• [Stated exercise]:
Turn all the records below into a Markdown table with the columns Row and Line. Give each line its own numbered row and leave out any blank lines.

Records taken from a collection
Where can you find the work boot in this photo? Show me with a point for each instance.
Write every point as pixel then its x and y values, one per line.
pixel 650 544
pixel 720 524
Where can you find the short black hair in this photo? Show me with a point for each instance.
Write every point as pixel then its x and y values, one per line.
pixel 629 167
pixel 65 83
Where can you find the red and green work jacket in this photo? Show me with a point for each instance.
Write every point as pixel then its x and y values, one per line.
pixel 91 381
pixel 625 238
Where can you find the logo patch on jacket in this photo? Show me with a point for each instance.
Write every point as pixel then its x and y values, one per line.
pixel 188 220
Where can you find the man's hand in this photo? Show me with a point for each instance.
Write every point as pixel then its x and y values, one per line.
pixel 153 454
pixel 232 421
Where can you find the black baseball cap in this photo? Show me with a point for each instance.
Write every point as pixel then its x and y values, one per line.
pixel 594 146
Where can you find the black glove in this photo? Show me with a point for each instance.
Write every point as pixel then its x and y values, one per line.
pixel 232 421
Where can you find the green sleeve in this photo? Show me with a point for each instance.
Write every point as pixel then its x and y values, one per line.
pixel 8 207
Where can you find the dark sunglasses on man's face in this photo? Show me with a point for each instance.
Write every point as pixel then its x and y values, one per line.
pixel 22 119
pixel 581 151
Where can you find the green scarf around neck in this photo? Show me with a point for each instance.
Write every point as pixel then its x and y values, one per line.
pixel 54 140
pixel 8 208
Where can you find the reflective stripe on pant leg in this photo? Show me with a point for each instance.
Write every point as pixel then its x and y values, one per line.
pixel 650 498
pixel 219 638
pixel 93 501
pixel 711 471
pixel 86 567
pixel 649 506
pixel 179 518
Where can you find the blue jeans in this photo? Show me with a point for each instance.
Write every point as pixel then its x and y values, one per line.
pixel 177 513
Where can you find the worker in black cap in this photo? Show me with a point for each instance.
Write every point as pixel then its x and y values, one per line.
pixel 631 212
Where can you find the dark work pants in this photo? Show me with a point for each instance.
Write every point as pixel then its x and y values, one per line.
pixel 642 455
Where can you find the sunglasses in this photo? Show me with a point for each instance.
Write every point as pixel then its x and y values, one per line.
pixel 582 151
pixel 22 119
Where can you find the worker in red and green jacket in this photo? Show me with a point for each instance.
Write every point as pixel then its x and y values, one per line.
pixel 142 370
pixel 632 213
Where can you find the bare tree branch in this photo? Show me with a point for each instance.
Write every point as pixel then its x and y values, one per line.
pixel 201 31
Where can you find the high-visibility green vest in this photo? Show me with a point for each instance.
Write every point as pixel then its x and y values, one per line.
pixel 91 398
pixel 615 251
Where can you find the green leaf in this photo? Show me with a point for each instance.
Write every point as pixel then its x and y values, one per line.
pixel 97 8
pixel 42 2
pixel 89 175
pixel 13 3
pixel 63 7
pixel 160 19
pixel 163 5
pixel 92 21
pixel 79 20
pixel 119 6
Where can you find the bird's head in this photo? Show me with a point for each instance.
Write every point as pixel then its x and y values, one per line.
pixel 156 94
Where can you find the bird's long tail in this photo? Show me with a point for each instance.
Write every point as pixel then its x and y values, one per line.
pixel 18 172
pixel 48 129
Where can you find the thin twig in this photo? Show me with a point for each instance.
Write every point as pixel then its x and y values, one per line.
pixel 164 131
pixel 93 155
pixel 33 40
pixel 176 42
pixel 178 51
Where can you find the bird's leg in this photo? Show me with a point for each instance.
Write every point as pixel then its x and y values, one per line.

• [Response]:
| Row | Line |
|---|---|
| 1 | Where can you find the work boot in this photo? Show me with a point for each instance. |
| 2 | Write every point as pixel then its x and y values, one per line. |
| 3 | pixel 650 544 |
| 4 | pixel 720 524 |
| 5 | Where can you find the short black hair in this photo? Show me with a point for each instance. |
| 6 | Write every point as pixel then its x and y values, one per line. |
| 7 | pixel 629 167 |
| 8 | pixel 65 83 |
| 9 | Where can you find the red and green work jacket in this photo? Show me with a point for each instance. |
| 10 | Write every point as pixel then its x and y values, one per line. |
| 11 | pixel 91 381 |
| 12 | pixel 625 238 |
| 13 | Where can you find the logo patch on jacket in this photo? Show me with a point for each instance. |
| 14 | Write every point as pixel then its x and y values, one per line. |
| 15 | pixel 188 220 |
| 16 | Where can you find the man's hand in this photo? Show me with a point for each instance. |
| 17 | Write every point as pixel then its x and y values, one per line. |
| 18 | pixel 153 454 |
| 19 | pixel 232 421 |
| 20 | Where can you find the black baseball cap in this photo? Show me with a point for each instance. |
| 21 | Write every point as pixel then its x and y values, one per line. |
| 22 | pixel 594 146 |
| 23 | Where can you find the black glove in this photo? Show me with a point for each instance. |
| 24 | Write every point as pixel then its x and y values, one per line. |
| 25 | pixel 232 421 |
| 26 | Where can you find the green sleeve in this photo? Show me with a point for each instance. |
| 27 | Write every point as pixel then its x and y values, one per line. |
| 28 | pixel 8 207 |
| 29 | Where can you find the dark sunglasses on man's face in this photo? Show me with a point for each instance. |
| 30 | Write every point as pixel then its x and y values, one per line. |
| 31 | pixel 22 119 |
| 32 | pixel 581 151 |
| 33 | Where can you find the green scarf around neck in this photo? Show me with a point for each instance. |
| 34 | Write every point as pixel then its x and y values, one per line. |
| 35 | pixel 54 140 |
| 36 | pixel 8 208 |
| 37 | Where can you find the reflective stripe on pant leg in this photo? Show me with a point for each instance. |
| 38 | Write every point as pixel then its x and y values, one per line. |
| 39 | pixel 650 498 |
| 40 | pixel 219 638 |
| 41 | pixel 93 501 |
| 42 | pixel 711 471 |
| 43 | pixel 86 567 |
| 44 | pixel 649 506 |
| 45 | pixel 179 518 |
| 46 | Where can you find the blue jeans in this photo? Show me with a point for each instance. |
| 47 | Write every point as pixel then its x and y values, one per line. |
| 48 | pixel 177 513 |
| 49 | Where can you find the worker in black cap in this photo? Show me with a point for each instance. |
| 50 | Write every point as pixel then its x and y values, one per line. |
| 51 | pixel 631 212 |
| 52 | Where can you find the dark work pants in this photo? Show me with a point for each instance. |
| 53 | Write every point as pixel then its x and y values, one per line. |
| 54 | pixel 642 455 |
| 55 | Where can you find the sunglasses in this photo? Show me with a point for each instance. |
| 56 | Write every point as pixel then its x and y values, one per line. |
| 57 | pixel 582 151 |
| 58 | pixel 22 119 |
| 59 | Where can you find the worker in red and green jacket in this photo? Show me with a point for each instance. |
| 60 | Write every point as pixel then its x and y values, one per line. |
| 61 | pixel 142 370 |
| 62 | pixel 632 213 |
| 63 | Where can you find the bare tree branch in this photo? Show me with a point for each instance. |
| 64 | Write every point as pixel then its x and y values, one per line. |
| 65 | pixel 201 31 |
| 66 | Where can you find the high-visibility green vest in this photo? Show me with a point for each instance. |
| 67 | Write every point as pixel then its x and y values, one per line. |
| 68 | pixel 91 398 |
| 69 | pixel 615 251 |
| 70 | Where can you find the green leaf in this photo? Show me with a point for each instance. |
| 71 | Write every point as pixel then its x and y values, one per line. |
| 72 | pixel 97 8 |
| 73 | pixel 42 2 |
| 74 | pixel 89 175 |
| 75 | pixel 13 3 |
| 76 | pixel 63 7 |
| 77 | pixel 160 19 |
| 78 | pixel 163 5 |
| 79 | pixel 92 21 |
| 80 | pixel 79 20 |
| 81 | pixel 119 6 |
| 82 | Where can you find the bird's head in this photo? Show me with a point for each instance. |
| 83 | Write every point as pixel then its x and y values, one per line. |
| 84 | pixel 156 94 |
| 85 | Where can you find the bird's long tail in this photo? Show me with a point for each instance. |
| 86 | Write every point as pixel then its x and y values, one per line. |
| 87 | pixel 18 172 |
| 88 | pixel 48 129 |
| 89 | Where can you find the thin twig in this photo? Show me with a point for each instance. |
| 90 | Write every point as pixel then its x and y values, one per line. |
| 91 | pixel 164 131 |
| 92 | pixel 93 155 |
| 93 | pixel 33 40 |
| 94 | pixel 176 42 |
| 95 | pixel 178 51 |
| 96 | Where can you find the bird's leg in this photo? Show me with a point for each instance. |
| 97 | Write every point as pixel then its x and y values, one per line. |